SUPPLIED ENTRIES:
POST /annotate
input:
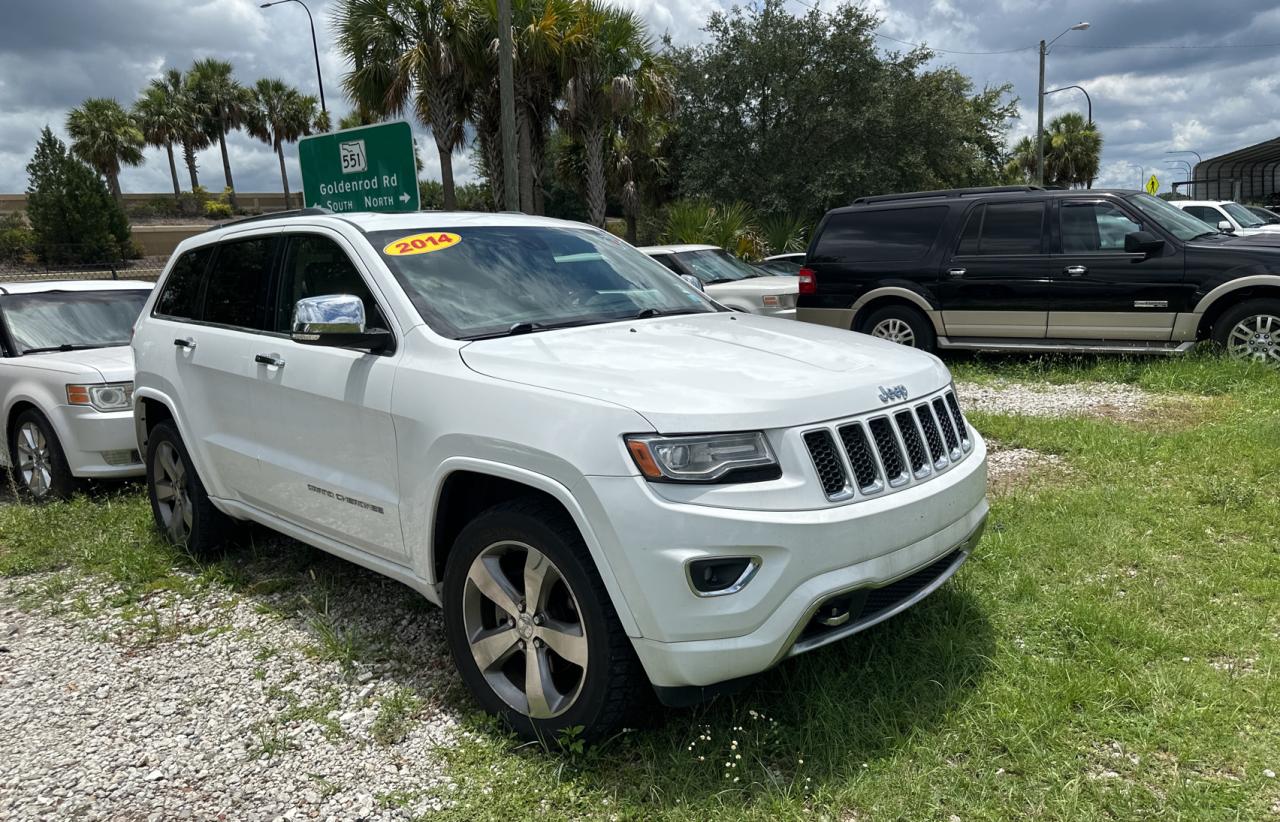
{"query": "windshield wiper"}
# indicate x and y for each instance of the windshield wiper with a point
(72, 347)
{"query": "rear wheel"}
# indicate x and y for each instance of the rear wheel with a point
(903, 325)
(179, 505)
(531, 629)
(37, 459)
(1251, 332)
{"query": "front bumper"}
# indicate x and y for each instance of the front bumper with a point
(807, 557)
(99, 444)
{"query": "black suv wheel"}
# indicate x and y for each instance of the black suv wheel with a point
(901, 324)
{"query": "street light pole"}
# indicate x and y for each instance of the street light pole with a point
(1087, 99)
(315, 49)
(507, 100)
(1040, 106)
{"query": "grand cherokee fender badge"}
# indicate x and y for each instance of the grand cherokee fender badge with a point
(892, 392)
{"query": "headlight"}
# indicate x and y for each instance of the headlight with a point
(101, 396)
(705, 459)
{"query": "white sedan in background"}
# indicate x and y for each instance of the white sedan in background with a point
(728, 281)
(67, 382)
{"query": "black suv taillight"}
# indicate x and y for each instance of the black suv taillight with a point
(808, 282)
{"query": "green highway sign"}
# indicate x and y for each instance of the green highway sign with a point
(371, 168)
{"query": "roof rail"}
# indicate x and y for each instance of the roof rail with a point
(273, 215)
(949, 192)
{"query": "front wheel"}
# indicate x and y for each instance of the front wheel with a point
(903, 325)
(531, 629)
(179, 505)
(37, 459)
(1251, 332)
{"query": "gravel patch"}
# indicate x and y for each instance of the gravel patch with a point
(1019, 467)
(1107, 400)
(213, 704)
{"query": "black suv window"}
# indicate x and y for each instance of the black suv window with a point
(181, 295)
(1004, 228)
(316, 266)
(881, 236)
(1095, 227)
(236, 293)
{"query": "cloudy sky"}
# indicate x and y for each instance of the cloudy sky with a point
(1155, 85)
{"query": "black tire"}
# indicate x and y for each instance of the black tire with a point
(51, 478)
(1251, 313)
(920, 328)
(204, 533)
(611, 683)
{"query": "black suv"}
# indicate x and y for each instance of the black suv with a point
(1025, 268)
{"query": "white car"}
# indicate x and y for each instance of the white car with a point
(1228, 217)
(67, 382)
(606, 479)
(731, 282)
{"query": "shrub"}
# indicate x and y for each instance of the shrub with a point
(17, 240)
(73, 218)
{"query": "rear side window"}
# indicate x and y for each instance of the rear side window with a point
(181, 295)
(236, 293)
(881, 236)
(1004, 228)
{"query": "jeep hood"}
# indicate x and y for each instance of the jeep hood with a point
(110, 365)
(713, 371)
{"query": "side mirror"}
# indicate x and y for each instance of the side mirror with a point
(1142, 242)
(336, 320)
(693, 281)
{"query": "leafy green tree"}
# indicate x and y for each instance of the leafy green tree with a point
(165, 118)
(223, 103)
(72, 214)
(280, 114)
(106, 137)
(410, 54)
(798, 114)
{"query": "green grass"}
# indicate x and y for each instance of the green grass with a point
(1111, 651)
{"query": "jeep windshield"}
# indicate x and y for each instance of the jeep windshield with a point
(496, 281)
(716, 265)
(71, 320)
(1173, 219)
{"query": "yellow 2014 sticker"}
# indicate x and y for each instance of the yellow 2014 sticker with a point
(425, 242)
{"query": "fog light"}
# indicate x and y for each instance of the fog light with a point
(720, 576)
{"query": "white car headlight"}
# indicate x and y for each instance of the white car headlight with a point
(744, 457)
(101, 396)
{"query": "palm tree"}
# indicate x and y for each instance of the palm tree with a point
(224, 104)
(105, 137)
(410, 53)
(279, 114)
(603, 51)
(1073, 150)
(165, 118)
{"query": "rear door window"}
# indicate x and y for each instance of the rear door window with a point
(181, 296)
(881, 236)
(1004, 228)
(236, 290)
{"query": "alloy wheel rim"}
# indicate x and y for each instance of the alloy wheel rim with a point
(525, 630)
(35, 462)
(173, 498)
(895, 330)
(1256, 338)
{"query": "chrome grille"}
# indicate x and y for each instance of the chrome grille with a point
(885, 452)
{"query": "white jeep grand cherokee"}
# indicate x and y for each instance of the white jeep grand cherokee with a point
(607, 480)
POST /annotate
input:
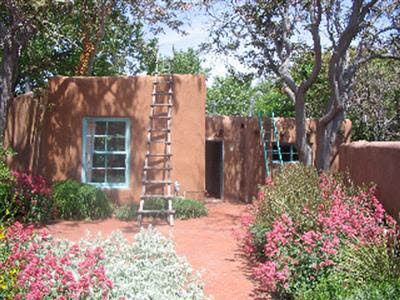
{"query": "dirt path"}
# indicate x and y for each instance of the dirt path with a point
(208, 243)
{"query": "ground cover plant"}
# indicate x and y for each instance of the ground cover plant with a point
(78, 201)
(311, 237)
(33, 265)
(184, 208)
(23, 196)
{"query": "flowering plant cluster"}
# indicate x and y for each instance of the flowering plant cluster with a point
(33, 265)
(31, 198)
(39, 267)
(302, 242)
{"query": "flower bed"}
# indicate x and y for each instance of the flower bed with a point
(33, 265)
(304, 230)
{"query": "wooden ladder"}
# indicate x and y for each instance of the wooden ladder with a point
(157, 183)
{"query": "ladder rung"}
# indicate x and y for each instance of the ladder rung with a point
(159, 142)
(161, 104)
(164, 211)
(156, 197)
(159, 130)
(162, 81)
(162, 93)
(158, 155)
(157, 168)
(159, 117)
(157, 181)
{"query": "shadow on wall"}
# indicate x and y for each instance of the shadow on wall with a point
(244, 167)
(52, 144)
(375, 162)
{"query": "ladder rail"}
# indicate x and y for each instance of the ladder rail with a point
(276, 134)
(159, 133)
(264, 144)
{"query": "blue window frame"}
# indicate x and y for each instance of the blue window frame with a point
(106, 152)
(288, 151)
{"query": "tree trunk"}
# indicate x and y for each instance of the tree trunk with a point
(8, 70)
(303, 148)
(326, 138)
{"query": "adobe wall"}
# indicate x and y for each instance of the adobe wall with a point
(72, 98)
(244, 168)
(377, 162)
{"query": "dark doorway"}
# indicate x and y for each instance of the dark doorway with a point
(215, 168)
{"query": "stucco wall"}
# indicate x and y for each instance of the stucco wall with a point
(244, 168)
(377, 162)
(72, 98)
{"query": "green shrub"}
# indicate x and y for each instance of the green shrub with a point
(293, 188)
(79, 201)
(7, 205)
(126, 212)
(184, 208)
(312, 237)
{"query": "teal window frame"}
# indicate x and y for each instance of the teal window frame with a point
(126, 152)
(288, 151)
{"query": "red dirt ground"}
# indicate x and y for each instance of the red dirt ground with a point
(208, 243)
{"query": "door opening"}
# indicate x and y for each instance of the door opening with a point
(215, 168)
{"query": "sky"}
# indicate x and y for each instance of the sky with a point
(197, 33)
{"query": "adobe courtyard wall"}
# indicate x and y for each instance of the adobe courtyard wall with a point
(244, 164)
(377, 162)
(56, 152)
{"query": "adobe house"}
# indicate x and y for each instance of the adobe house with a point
(102, 122)
(93, 129)
(234, 152)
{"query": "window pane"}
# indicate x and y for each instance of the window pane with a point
(99, 143)
(115, 176)
(116, 128)
(101, 127)
(99, 160)
(116, 161)
(116, 144)
(98, 176)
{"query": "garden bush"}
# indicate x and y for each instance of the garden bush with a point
(77, 201)
(31, 198)
(7, 207)
(36, 266)
(297, 230)
(148, 268)
(126, 212)
(184, 208)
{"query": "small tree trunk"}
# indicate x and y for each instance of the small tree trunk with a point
(326, 138)
(8, 70)
(303, 148)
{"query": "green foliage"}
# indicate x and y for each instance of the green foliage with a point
(186, 62)
(184, 208)
(126, 212)
(56, 48)
(7, 207)
(236, 95)
(374, 105)
(318, 95)
(294, 187)
(77, 201)
(148, 268)
(368, 272)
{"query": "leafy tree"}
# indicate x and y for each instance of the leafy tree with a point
(86, 20)
(271, 34)
(181, 62)
(20, 20)
(229, 95)
(238, 95)
(122, 50)
(374, 105)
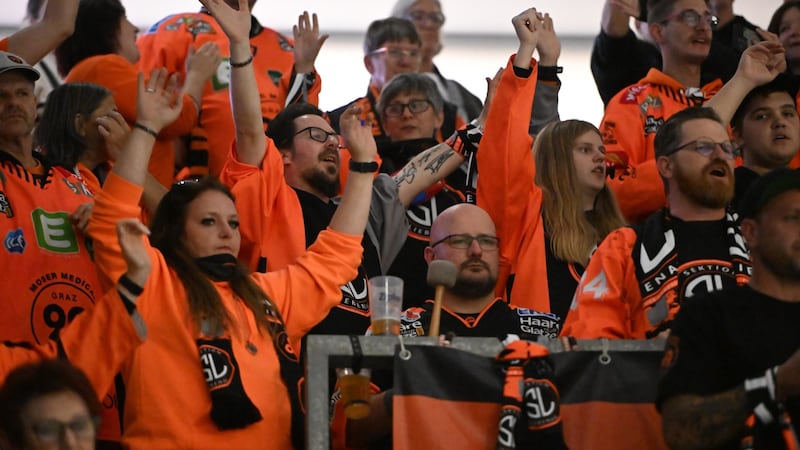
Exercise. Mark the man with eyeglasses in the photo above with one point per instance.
(295, 183)
(732, 366)
(640, 275)
(465, 235)
(682, 30)
(620, 58)
(392, 46)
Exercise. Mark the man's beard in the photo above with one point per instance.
(471, 287)
(703, 192)
(325, 182)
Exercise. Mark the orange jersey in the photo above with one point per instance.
(118, 75)
(638, 277)
(629, 126)
(54, 278)
(303, 292)
(86, 338)
(166, 44)
(507, 192)
(271, 217)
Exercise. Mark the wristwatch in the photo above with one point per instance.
(370, 167)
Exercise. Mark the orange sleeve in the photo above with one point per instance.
(608, 292)
(640, 195)
(271, 220)
(161, 48)
(505, 188)
(306, 290)
(118, 199)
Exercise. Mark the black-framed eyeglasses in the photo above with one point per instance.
(462, 241)
(415, 106)
(318, 134)
(690, 17)
(436, 18)
(397, 53)
(706, 148)
(52, 431)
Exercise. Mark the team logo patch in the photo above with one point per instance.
(652, 125)
(286, 347)
(609, 133)
(275, 76)
(541, 404)
(218, 366)
(629, 98)
(5, 206)
(15, 241)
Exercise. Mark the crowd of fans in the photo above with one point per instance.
(178, 215)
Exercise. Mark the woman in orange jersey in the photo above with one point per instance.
(550, 209)
(81, 131)
(102, 50)
(218, 369)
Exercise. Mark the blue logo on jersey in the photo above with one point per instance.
(15, 241)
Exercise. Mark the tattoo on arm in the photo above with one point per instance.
(694, 421)
(438, 162)
(406, 175)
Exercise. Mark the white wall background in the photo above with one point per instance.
(478, 39)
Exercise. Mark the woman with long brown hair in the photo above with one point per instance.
(551, 209)
(218, 369)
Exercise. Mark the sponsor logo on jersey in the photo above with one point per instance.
(58, 298)
(629, 98)
(275, 76)
(5, 206)
(609, 133)
(54, 232)
(651, 124)
(217, 366)
(15, 241)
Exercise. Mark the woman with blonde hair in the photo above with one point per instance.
(551, 209)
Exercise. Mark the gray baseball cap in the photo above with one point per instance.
(10, 61)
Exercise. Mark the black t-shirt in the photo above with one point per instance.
(725, 337)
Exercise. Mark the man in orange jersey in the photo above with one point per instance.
(284, 69)
(43, 212)
(682, 30)
(639, 276)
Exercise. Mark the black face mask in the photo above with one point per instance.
(219, 267)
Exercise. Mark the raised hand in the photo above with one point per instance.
(235, 22)
(549, 45)
(307, 42)
(115, 132)
(131, 233)
(158, 103)
(527, 26)
(762, 62)
(357, 135)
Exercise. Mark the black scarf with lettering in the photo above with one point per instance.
(231, 408)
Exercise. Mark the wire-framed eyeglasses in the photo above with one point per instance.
(462, 241)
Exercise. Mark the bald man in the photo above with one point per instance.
(465, 235)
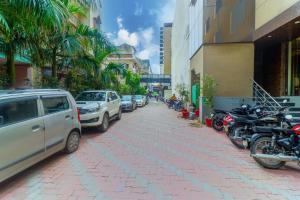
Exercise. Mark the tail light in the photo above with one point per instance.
(227, 120)
(78, 115)
(296, 129)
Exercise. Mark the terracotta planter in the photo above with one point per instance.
(208, 122)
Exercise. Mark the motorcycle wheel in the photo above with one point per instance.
(261, 145)
(236, 137)
(217, 124)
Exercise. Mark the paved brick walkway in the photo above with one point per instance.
(151, 154)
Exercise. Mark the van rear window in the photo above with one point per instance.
(55, 104)
(17, 110)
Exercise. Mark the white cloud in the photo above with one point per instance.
(138, 9)
(123, 35)
(120, 22)
(142, 40)
(149, 48)
(165, 12)
(155, 68)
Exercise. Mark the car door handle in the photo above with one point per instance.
(36, 128)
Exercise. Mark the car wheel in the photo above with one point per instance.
(105, 123)
(119, 114)
(72, 143)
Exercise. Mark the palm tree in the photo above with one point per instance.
(15, 30)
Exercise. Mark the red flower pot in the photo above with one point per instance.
(208, 122)
(185, 114)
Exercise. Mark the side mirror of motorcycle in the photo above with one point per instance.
(289, 117)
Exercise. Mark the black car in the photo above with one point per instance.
(128, 103)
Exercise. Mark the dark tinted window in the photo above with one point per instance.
(92, 96)
(126, 98)
(114, 96)
(15, 111)
(55, 104)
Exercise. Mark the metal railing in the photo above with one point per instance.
(263, 98)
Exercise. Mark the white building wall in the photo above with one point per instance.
(180, 70)
(196, 27)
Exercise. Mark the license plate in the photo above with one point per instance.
(226, 129)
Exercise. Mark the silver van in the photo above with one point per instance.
(35, 124)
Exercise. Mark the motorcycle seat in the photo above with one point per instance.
(220, 111)
(284, 130)
(263, 129)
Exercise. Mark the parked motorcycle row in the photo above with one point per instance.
(176, 105)
(272, 137)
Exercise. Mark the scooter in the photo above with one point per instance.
(273, 147)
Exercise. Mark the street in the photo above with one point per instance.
(152, 154)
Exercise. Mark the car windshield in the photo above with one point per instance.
(126, 98)
(138, 97)
(91, 96)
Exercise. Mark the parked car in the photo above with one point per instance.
(146, 99)
(140, 101)
(128, 103)
(35, 124)
(97, 108)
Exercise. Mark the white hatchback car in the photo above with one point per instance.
(35, 124)
(97, 108)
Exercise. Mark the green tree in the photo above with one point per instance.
(18, 18)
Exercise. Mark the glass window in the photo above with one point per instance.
(55, 104)
(114, 96)
(91, 96)
(15, 111)
(109, 96)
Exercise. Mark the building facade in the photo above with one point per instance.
(93, 17)
(277, 42)
(180, 61)
(220, 43)
(238, 42)
(165, 48)
(126, 55)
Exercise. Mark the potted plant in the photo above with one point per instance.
(208, 89)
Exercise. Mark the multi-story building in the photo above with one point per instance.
(221, 44)
(165, 48)
(145, 67)
(277, 46)
(126, 55)
(238, 41)
(93, 17)
(180, 62)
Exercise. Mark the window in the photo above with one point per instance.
(14, 111)
(114, 96)
(91, 96)
(109, 96)
(55, 104)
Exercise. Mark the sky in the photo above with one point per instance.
(137, 22)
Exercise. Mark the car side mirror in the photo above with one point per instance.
(1, 120)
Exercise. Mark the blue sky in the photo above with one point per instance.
(137, 23)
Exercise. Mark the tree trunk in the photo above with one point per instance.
(10, 66)
(54, 63)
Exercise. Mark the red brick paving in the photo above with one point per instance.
(151, 154)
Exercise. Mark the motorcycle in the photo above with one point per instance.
(241, 127)
(218, 116)
(273, 147)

EXERCISE BRIEF: Lines from the one with "Exercise. Mark the tree" through the last line of the listing above: return these exactly, and nothing else.

PROBLEM SOLUTION:
Exercise. Mark the tree trunk in the photo above with one point per instance.
(10, 66)
(54, 63)
Exercise. Mark the red brick paving in the photo above with one point per instance.
(151, 154)
Exercise. Mark the motorcycle in the photo above with one point per instance.
(241, 127)
(218, 116)
(273, 147)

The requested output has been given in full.